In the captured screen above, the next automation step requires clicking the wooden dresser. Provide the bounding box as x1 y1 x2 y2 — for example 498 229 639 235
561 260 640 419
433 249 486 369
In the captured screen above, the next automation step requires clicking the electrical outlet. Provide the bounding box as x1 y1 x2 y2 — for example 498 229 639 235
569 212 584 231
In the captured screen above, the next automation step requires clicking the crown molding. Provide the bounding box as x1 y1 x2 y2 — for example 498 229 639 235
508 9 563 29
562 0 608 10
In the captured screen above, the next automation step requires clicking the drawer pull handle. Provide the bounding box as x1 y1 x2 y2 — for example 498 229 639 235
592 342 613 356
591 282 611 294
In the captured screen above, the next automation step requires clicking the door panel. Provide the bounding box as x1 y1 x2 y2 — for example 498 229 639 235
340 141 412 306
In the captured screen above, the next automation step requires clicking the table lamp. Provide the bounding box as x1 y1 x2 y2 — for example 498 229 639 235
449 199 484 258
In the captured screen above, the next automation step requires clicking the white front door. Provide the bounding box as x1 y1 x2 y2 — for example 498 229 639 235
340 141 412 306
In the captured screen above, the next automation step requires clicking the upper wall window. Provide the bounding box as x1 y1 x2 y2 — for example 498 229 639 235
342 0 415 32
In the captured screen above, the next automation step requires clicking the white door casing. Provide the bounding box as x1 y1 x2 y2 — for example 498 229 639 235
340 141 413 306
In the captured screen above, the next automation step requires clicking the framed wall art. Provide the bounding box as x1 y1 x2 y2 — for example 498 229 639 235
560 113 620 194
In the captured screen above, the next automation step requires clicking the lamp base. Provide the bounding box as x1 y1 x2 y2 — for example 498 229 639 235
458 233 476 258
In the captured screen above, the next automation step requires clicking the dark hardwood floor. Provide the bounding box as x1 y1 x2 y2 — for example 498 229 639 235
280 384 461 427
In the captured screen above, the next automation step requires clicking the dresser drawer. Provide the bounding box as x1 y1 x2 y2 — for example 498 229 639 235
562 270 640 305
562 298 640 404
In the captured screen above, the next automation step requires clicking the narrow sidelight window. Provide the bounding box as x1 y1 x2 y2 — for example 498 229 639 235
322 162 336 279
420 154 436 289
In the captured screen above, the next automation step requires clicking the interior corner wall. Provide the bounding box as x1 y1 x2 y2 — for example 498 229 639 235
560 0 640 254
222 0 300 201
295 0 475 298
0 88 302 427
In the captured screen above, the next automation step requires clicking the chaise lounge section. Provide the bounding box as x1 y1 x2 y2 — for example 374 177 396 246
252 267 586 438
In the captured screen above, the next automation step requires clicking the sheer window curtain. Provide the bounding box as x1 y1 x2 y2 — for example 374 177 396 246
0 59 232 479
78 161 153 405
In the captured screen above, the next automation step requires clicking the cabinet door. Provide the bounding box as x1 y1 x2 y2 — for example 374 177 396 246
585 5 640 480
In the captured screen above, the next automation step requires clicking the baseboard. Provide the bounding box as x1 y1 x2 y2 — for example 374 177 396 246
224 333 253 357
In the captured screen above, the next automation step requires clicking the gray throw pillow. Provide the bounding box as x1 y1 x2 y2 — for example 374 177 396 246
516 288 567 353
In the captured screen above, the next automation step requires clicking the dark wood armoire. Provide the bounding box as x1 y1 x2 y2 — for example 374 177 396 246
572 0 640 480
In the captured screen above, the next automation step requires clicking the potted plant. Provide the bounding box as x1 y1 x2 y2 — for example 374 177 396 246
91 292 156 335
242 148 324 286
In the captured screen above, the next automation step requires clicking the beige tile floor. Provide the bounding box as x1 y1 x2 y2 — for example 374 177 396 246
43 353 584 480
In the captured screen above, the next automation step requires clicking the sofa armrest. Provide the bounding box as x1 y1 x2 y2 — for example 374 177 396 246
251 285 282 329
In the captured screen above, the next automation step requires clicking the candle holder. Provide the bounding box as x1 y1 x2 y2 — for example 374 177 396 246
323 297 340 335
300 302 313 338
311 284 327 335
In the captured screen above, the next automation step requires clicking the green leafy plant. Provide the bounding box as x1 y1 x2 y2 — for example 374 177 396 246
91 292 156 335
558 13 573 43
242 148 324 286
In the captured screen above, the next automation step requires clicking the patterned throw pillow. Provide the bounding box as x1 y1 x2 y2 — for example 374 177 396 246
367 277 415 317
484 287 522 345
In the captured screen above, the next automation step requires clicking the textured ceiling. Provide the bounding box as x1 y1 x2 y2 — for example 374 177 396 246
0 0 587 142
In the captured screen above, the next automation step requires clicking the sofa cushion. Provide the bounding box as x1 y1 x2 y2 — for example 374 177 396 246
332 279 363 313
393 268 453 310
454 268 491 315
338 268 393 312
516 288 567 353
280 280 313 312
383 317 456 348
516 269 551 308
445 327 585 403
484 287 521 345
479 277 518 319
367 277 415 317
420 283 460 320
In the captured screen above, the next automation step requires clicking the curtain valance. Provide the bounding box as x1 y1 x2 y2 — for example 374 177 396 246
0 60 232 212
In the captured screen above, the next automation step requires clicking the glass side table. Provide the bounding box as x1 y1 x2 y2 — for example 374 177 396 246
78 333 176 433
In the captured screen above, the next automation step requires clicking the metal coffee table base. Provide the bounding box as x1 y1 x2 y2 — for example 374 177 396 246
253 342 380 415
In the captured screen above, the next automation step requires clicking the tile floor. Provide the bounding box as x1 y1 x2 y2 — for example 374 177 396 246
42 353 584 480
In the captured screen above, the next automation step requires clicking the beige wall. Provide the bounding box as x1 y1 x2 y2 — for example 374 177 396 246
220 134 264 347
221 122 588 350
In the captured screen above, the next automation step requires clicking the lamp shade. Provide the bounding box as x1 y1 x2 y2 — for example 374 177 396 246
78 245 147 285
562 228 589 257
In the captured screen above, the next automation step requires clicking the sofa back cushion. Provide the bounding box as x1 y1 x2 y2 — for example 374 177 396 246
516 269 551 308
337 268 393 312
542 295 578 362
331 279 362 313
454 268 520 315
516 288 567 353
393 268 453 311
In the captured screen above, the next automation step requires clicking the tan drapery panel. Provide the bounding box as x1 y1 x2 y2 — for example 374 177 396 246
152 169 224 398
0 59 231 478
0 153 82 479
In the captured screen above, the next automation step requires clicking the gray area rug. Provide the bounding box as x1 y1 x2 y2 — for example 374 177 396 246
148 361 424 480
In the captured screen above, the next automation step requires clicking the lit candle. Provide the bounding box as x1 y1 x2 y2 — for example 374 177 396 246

++++++++++++++++++++

— To do —
Scale the rows from the line containing "clicking the interior" through the line containing "0 88 302 427", both included: write each of those lines out again, requests too, with every bounding-box coordinate in the answers multiplied by 0.7 and rounded to a whole number, halves rounding up. Keep the request wording and its sample numbers unchanged.

— Response —
In the captured screen above, the next automation step requires clicking the interior corner wall. Provide the bounding box as x1 y1 x2 y2 — for example 498 229 639 235
392 0 448 178
155 0 210 141
207 0 333 209
0 62 211 299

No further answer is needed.